Tasks to carry out =>
A. From the post on cognitive bots with IBM Watson below, extract the passage between "May 10, 2016" and "on, natural language.", inclusive.
B. In the post on cognitive bots with IBM Watson below, which cloud platform makes Watson's cognitive services available?

Provided passage =>
-*-*-

Cognitive Bots With IBM Watson

May 10, 2016
watson bots bluemix
7 min read

Later this month, I’m speaking at Twilio’s conference about building cognitive bots with IBM Watson. Preparing for this presentation, I’ve been experimenting with the IBM Watson services to build sample bots that can understand, and act on, natural language.

IBM’s artificial intelligence system, [Watson](https://en.wikipedia.org/wiki/Watson_(computer), now provides a series of “cognitive” services available through IBM’s Bluemix cloud platform. Developers can integrate everything from natural language processing, image and speech recognition, emotion analysis and more into their applications using RESTful APIs.

The Watson Developer Cloud site has numerous sample apps to help you understand how to integrate the services together to build “cognitive” bots.

In one of the samples, the Dialog service is used to develop a pizza ordering bot. Users can order a pizza, specifying the size, toppings and delivery method, using natural language.

-*-*-

Extracted information =>
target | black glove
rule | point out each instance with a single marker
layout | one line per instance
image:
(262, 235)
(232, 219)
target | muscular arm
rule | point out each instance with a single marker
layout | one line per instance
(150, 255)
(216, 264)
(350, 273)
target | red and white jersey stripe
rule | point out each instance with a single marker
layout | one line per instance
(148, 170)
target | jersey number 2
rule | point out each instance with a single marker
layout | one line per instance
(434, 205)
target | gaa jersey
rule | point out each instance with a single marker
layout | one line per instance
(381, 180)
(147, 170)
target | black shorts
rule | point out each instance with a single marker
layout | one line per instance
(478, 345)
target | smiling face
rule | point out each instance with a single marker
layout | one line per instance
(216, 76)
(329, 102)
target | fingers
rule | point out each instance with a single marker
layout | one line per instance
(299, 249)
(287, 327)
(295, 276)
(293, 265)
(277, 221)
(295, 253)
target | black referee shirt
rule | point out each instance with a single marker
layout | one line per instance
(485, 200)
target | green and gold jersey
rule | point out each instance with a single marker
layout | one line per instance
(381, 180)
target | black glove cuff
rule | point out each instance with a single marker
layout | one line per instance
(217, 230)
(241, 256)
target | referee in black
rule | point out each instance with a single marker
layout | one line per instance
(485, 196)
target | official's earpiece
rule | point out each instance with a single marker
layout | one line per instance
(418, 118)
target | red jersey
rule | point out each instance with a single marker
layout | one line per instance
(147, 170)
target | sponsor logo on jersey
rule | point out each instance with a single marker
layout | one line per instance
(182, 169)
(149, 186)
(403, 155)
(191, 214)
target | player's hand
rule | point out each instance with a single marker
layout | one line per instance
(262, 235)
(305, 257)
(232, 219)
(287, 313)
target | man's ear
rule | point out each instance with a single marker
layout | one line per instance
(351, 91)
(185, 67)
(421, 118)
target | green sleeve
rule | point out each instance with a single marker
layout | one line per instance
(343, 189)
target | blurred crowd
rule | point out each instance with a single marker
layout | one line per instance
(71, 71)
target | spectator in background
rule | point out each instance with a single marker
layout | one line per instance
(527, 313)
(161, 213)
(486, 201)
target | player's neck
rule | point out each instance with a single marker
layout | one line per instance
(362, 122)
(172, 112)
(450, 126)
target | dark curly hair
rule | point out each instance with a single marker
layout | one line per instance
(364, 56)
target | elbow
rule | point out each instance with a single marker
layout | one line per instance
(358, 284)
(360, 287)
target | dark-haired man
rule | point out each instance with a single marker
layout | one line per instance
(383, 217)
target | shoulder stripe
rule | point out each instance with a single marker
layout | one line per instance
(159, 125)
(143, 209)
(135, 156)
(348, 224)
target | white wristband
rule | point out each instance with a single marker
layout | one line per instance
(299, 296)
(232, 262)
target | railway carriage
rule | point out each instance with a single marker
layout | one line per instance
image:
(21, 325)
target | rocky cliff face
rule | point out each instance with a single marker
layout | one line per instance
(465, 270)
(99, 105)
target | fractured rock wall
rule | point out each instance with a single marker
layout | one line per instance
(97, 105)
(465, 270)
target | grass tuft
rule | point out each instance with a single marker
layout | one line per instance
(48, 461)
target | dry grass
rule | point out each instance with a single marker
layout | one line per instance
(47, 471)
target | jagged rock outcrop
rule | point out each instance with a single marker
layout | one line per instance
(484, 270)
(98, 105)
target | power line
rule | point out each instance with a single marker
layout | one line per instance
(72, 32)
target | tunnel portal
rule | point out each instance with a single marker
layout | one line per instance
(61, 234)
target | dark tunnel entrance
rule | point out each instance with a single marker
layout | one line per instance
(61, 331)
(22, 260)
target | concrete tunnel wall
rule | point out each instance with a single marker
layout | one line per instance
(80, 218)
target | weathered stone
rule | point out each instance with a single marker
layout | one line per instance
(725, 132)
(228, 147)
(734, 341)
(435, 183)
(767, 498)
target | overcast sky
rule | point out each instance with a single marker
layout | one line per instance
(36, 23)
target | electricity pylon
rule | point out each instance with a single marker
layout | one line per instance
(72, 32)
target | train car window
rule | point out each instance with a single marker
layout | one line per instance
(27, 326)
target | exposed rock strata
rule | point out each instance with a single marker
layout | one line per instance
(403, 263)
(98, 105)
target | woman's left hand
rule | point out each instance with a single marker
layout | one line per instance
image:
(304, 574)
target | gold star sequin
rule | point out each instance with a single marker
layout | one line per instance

-*-*-

Full solutions =>
A.
May 10, 2016
watson bots bluemix
7 min read

Later this month, I’m speaking at Twilio’s conference about building cognitive bots with IBM Watson. Preparing for this presentation, I’ve been experimenting with the IBM Watson services to build sample bots that can understand, and act on, natural language.

B. IBM's Bluemix cloud platform.